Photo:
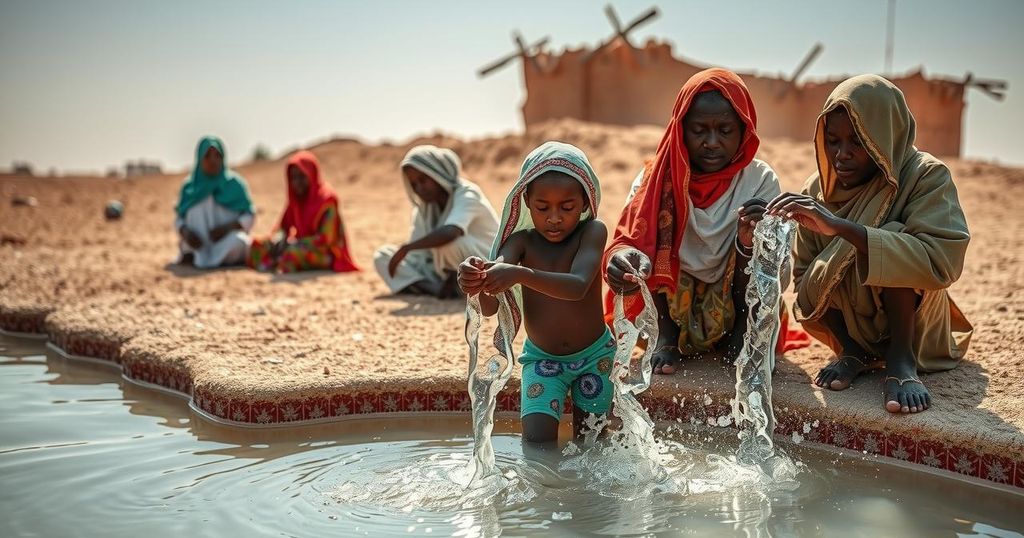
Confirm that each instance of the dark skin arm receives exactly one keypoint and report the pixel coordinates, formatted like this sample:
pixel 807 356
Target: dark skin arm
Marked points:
pixel 810 214
pixel 473 273
pixel 565 286
pixel 439 237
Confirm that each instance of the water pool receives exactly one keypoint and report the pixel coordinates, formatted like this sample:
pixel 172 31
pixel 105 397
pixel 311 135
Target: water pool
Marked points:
pixel 85 453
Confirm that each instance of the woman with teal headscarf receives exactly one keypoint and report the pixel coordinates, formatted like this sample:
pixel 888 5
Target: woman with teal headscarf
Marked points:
pixel 214 211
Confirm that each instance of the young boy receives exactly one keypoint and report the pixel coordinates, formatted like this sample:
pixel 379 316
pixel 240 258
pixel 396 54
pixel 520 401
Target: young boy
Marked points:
pixel 551 259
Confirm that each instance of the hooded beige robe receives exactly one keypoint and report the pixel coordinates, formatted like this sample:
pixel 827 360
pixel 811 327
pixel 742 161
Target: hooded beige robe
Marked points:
pixel 916 234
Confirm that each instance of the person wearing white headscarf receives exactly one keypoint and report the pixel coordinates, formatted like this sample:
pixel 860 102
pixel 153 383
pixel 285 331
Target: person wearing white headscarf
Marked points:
pixel 452 220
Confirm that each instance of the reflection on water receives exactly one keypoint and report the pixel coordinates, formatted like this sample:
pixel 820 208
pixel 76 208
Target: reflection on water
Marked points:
pixel 83 452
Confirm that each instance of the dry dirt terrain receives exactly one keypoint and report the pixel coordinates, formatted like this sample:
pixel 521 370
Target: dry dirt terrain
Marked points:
pixel 237 333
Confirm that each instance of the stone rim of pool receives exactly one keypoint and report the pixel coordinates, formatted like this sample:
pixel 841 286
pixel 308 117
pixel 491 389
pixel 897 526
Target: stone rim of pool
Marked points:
pixel 937 453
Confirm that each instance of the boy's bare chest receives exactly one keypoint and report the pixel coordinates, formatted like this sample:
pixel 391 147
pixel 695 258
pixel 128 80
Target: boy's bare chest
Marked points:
pixel 551 257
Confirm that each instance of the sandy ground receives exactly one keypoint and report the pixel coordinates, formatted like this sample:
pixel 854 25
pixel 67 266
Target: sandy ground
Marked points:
pixel 237 331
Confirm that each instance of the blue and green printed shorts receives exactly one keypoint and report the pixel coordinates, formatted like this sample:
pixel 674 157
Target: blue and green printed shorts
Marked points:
pixel 547 378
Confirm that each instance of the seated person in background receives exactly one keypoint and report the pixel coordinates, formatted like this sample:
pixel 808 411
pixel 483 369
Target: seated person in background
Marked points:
pixel 452 220
pixel 214 211
pixel 311 235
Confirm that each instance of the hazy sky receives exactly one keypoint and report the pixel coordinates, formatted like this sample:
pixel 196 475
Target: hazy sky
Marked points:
pixel 87 84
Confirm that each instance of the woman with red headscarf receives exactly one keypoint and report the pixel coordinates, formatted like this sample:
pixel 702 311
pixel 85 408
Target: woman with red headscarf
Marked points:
pixel 688 224
pixel 310 235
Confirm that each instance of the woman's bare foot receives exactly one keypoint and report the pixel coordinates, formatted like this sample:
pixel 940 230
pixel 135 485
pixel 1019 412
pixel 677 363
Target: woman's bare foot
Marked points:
pixel 840 373
pixel 904 392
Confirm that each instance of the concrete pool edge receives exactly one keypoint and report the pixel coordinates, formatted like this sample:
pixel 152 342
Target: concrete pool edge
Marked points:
pixel 795 424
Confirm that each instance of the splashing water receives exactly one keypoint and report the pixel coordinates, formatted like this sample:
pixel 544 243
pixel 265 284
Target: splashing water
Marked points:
pixel 752 409
pixel 486 379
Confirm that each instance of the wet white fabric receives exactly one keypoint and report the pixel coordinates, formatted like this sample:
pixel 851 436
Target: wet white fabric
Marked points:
pixel 708 241
pixel 205 216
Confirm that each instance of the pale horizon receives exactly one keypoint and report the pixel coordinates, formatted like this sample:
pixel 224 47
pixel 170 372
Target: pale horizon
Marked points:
pixel 89 86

_ _ _ _

Using the listing above, return word for word each line from the one that has "pixel 888 5" through the one that has "pixel 520 401", and no line outside that range.

* _Output_:
pixel 888 5
Target: woman with teal headscarf
Marked points:
pixel 214 211
Confirm that each instance of the young boy receives exactly one keypoint and report the pixel coordinates, formatted like this sample:
pixel 379 316
pixel 240 258
pixel 396 54
pixel 520 401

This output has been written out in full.